#### [Dati di partenza]
____________________

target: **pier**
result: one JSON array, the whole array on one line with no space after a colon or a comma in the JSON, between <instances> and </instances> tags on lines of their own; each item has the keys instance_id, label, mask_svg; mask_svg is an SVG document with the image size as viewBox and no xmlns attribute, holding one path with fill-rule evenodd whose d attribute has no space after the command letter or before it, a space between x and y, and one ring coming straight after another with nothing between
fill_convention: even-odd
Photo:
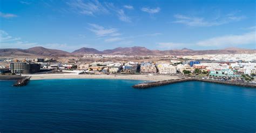
<instances>
[{"instance_id":1,"label":"pier","mask_svg":"<svg viewBox=\"0 0 256 133\"><path fill-rule=\"evenodd\" d=\"M30 80L31 76L24 76L21 79L18 79L16 83L14 84L14 86L19 87L22 86L25 86Z\"/></svg>"},{"instance_id":2,"label":"pier","mask_svg":"<svg viewBox=\"0 0 256 133\"><path fill-rule=\"evenodd\" d=\"M157 87L159 86L163 86L163 85L174 84L176 83L190 82L190 81L205 82L213 83L217 83L217 84L256 88L256 84L253 83L223 81L223 80L218 80L201 79L201 78L180 78L180 79L171 79L171 80L167 80L151 82L151 83L142 83L142 84L134 85L132 86L132 87L136 88L148 88Z\"/></svg>"}]
</instances>

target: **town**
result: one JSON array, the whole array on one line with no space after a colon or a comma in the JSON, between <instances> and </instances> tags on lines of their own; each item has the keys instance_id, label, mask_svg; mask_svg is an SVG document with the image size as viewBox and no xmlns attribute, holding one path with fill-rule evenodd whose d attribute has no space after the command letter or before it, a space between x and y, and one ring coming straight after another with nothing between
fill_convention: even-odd
<instances>
[{"instance_id":1,"label":"town","mask_svg":"<svg viewBox=\"0 0 256 133\"><path fill-rule=\"evenodd\" d=\"M87 54L65 61L49 57L3 58L0 60L0 73L169 75L254 83L255 57L255 54L163 57Z\"/></svg>"}]
</instances>

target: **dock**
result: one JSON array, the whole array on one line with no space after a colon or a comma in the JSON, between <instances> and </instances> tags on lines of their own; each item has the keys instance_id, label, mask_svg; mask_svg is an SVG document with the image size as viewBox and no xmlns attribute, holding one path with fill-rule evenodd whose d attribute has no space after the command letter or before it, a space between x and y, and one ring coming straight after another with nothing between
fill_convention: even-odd
<instances>
[{"instance_id":1,"label":"dock","mask_svg":"<svg viewBox=\"0 0 256 133\"><path fill-rule=\"evenodd\" d=\"M24 76L22 78L18 79L17 82L14 84L14 86L19 87L25 86L30 80L31 76Z\"/></svg>"},{"instance_id":2,"label":"dock","mask_svg":"<svg viewBox=\"0 0 256 133\"><path fill-rule=\"evenodd\" d=\"M217 84L256 88L256 83L253 83L224 81L224 80L212 80L212 79L201 79L201 78L180 78L180 79L171 79L171 80L163 80L163 81L159 81L159 82L142 83L142 84L134 85L132 86L132 87L135 88L151 88L151 87L153 87L174 84L177 83L191 82L191 81L205 82L213 83L217 83Z\"/></svg>"}]
</instances>

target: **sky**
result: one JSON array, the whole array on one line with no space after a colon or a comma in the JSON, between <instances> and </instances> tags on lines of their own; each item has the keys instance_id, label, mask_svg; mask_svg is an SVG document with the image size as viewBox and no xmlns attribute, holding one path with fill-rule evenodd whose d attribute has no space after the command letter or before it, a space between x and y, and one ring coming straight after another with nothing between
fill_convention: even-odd
<instances>
[{"instance_id":1,"label":"sky","mask_svg":"<svg viewBox=\"0 0 256 133\"><path fill-rule=\"evenodd\" d=\"M0 1L0 48L256 49L252 1Z\"/></svg>"}]
</instances>

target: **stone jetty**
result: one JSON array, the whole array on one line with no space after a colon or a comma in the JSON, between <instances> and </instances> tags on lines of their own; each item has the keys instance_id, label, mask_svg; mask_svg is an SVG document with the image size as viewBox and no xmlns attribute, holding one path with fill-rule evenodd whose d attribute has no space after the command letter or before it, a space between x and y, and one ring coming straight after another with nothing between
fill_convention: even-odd
<instances>
[{"instance_id":1,"label":"stone jetty","mask_svg":"<svg viewBox=\"0 0 256 133\"><path fill-rule=\"evenodd\" d=\"M190 82L190 81L205 82L217 83L217 84L226 84L226 85L256 88L256 83L224 81L224 80L212 80L212 79L201 79L201 78L180 78L180 79L171 79L171 80L163 80L163 81L159 81L159 82L143 83L143 84L134 85L132 86L132 87L136 88L151 88L151 87L156 87L156 86L159 86L171 84L176 83Z\"/></svg>"},{"instance_id":2,"label":"stone jetty","mask_svg":"<svg viewBox=\"0 0 256 133\"><path fill-rule=\"evenodd\" d=\"M21 79L17 80L16 83L14 84L14 86L19 87L22 86L25 86L30 80L31 76L24 76Z\"/></svg>"}]
</instances>

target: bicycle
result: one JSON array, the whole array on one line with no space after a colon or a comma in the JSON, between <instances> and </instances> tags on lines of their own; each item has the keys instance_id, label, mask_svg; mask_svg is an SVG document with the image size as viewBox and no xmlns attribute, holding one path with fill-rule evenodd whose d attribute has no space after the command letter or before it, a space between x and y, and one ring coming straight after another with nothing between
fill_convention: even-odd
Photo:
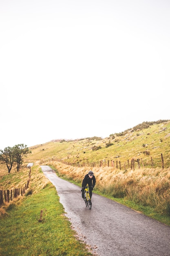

____________________

#### [Da svolgere]
Seleziona tutte le righe dell'elenco in cui compare la stringa "target", distinguendo tra maiuscole e minuscole.

#### [Risultato]
target: **pier**
target: **town**
target: **dock**
target: **sky**
target: **stone jetty**
target: bicycle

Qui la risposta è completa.